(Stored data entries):
★ ★ ★
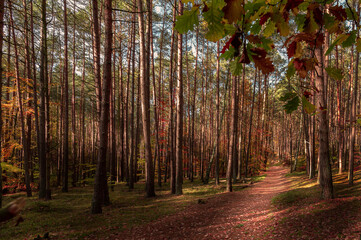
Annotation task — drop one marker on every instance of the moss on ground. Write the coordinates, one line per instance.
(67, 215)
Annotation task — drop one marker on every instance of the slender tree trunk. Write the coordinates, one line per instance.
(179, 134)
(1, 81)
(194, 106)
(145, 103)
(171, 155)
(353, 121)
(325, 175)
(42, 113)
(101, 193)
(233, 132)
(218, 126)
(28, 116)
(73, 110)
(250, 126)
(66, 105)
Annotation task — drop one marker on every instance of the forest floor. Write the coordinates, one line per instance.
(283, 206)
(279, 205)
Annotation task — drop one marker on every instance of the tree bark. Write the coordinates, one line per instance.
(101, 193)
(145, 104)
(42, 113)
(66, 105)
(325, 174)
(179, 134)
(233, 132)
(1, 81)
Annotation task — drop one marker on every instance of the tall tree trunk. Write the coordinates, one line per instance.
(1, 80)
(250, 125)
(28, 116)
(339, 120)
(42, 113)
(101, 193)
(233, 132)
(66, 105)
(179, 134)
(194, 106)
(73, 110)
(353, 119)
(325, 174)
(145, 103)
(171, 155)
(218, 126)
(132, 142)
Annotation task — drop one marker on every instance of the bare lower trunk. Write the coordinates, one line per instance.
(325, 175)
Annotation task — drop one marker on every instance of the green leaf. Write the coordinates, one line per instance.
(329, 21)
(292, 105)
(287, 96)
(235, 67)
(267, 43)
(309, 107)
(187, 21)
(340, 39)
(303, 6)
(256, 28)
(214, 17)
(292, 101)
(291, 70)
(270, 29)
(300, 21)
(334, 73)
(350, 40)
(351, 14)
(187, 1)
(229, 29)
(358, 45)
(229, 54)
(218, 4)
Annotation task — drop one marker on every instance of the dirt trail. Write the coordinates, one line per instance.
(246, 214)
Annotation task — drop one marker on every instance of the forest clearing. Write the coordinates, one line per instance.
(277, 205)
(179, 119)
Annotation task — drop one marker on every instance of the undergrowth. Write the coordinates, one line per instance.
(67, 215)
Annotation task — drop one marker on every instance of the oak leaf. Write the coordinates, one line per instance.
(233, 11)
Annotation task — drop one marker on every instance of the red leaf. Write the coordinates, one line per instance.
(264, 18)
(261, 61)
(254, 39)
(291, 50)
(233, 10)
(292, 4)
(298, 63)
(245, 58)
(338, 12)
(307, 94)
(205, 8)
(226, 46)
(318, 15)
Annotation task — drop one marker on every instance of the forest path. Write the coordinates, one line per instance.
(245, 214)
★ ★ ★
Only the lines from the one with "bark. Write the coordinates, one line per instance." through the end of the records above are to be copied, exactly as written.

(Answer):
Annotation task — drop one marker on every instance of the tree bark. Write the coordinates, one line per instance.
(101, 193)
(145, 104)
(42, 113)
(66, 105)
(325, 174)
(179, 134)
(233, 132)
(1, 81)
Annotation task — drop one marker on every instance of the tall tree trunk. Write the coordinates, one line per instance.
(1, 80)
(250, 125)
(28, 116)
(339, 120)
(42, 113)
(101, 193)
(233, 132)
(66, 105)
(179, 134)
(194, 106)
(73, 110)
(353, 119)
(325, 174)
(145, 103)
(171, 155)
(218, 126)
(132, 142)
Annotation task — drop one marker on every instance of the bare lower trunk. Write the coordinates, one line per instance.
(325, 175)
Annotation task — drop one marker on every instance of the green leaf. Write the coordinates, one line per instance.
(329, 21)
(292, 105)
(287, 96)
(235, 67)
(267, 43)
(309, 107)
(187, 21)
(340, 39)
(303, 6)
(256, 28)
(214, 17)
(292, 101)
(291, 70)
(270, 29)
(300, 21)
(334, 73)
(350, 40)
(351, 14)
(187, 1)
(229, 29)
(358, 45)
(229, 54)
(218, 4)
Annotation task — drop one marker on every instance of the dirt trail. Write the coordinates, one line per instance.
(246, 214)
Annotation task — drop one marker on every instance of the forest clearing. Write the coordinates, one line per instance.
(277, 205)
(179, 119)
Annotation task — drop one marker on every instance of the undergrowth. Write the coordinates, one line per instance.
(67, 215)
Annotation task — drop one marker on every instance of the oak leaf. Write the coordinates, one line per instance.
(233, 11)
Annotation task — drop one marker on every instance of the red leaf. Write the coordinates, one line per instance.
(264, 18)
(261, 61)
(254, 39)
(291, 50)
(233, 10)
(292, 4)
(298, 63)
(245, 58)
(338, 12)
(307, 94)
(205, 8)
(226, 46)
(318, 15)
Annotation task — drop one marker on every instance of the forest path. Write the coordinates, one line per instance.
(245, 214)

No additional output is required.